Currently, the two are working on a spring collection that is influenced by the character Khaleesi from Game of Thrones’, the “mother of dragons.” They are inspired by this theme and are using the molds of badger teeth and claws to market them as dragons, a very clever take that will undoubtedly be successful. Lagasse knows they are “not the only ones out there casting bones…but we’re really building a brand,” she says, “and the fabrication level is really superb and sound.” Indeed, there is a sleek and sophisticate feel to their pieces that speak to a market in which there is demand, and they are rapidly on their way to success.
Like these two talented ladies, graduating with a degree from the Jewelry and Metal Arts department at the Academy has given JEM students a competitive edge because students are prepared for a career in the field. However, the faculty does not push them in a specific direction but instead gives them the skills and knowledge to make their own decisions.
Director Modena says, “Many students go on to work in galleries, or to work for other artists, trunk shows and craft fairs, and develop their own work through their websites.”
There are different career options that a student can take. Talented and hard-working alumni have gone on to become very successful with their careers. Alumni Elliot Gaskin has become a “one-of-a-kind limited edition” jeweler creating custom work that was featured at the Velvet da Vinci gallery in downtown San Francisco. Others have become entrepreneurs and opened up their own businesses like Anna Sheffield, who has built an empire out of bridal and fine jewelry.
These success stories are much a part of hard work as they are talent. Great art comes from being intimately in touch with your creativity and raw emotions, and letting it come out in your work. The School of Jewelry and Metal Arts nurtures that creativity and allows students to fully embrace it by teaching them traditional as well as contemporary techniques, which are the foundation to becoming a great artist.

Stored data:

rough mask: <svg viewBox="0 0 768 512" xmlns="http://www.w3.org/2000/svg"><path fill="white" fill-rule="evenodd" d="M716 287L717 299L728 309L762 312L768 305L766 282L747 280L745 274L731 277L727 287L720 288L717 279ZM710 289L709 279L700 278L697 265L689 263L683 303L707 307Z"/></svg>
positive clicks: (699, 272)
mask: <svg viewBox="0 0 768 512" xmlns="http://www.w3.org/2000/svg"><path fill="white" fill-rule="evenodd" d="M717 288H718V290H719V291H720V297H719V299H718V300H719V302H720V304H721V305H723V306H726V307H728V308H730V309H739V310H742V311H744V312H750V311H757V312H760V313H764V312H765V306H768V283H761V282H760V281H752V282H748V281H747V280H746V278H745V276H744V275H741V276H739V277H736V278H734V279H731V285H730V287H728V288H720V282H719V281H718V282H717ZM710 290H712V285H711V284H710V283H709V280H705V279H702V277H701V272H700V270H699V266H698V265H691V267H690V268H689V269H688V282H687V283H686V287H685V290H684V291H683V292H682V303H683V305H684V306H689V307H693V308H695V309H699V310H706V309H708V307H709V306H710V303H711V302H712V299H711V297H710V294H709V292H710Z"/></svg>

What you need to do:
- a) Summarize the text on jewelry and metal arts graduates in two sentences.
- b) Please say whether each statement agrees with the text on jewelry and metal arts graduates, answering yes or no and quoting the deciding words: (i) The faculty pushes students toward a specific career direction. (ii) Elliot Gaskin's work was featured at a gallery in downtown San Francisco. (iii) The spring collection is influenced by the character Khaleesi.
- c) In the text on jewelry and metal arts graduates, what kind of jewelry has Anna Sheffield built her business on?

Answers to the exercises:
- a) Graduating from the Jewelry and Metal Arts department at the Academy gives students a competitive edge because it prepares them for careers, teaching traditional and contemporary techniques while leaving career decisions to them. Alumni have found success, including two women building a brand with a dragon-themed spring collection cast from badger teeth and claws, Elliot Gaskin with custom work featured at the Velvet da Vinci gallery, and Anna Sheffield with a bridal and fine jewelry business.

- b)
(i) No: "the faculty does not push them in a specific direction"
(ii) Yes: "featured at the Velvet da Vinci gallery in downtown San Francisco"
(iii) Yes: "a spring collection that is influenced by the character Khaleesi"

- c) Bridal and fine jewelry.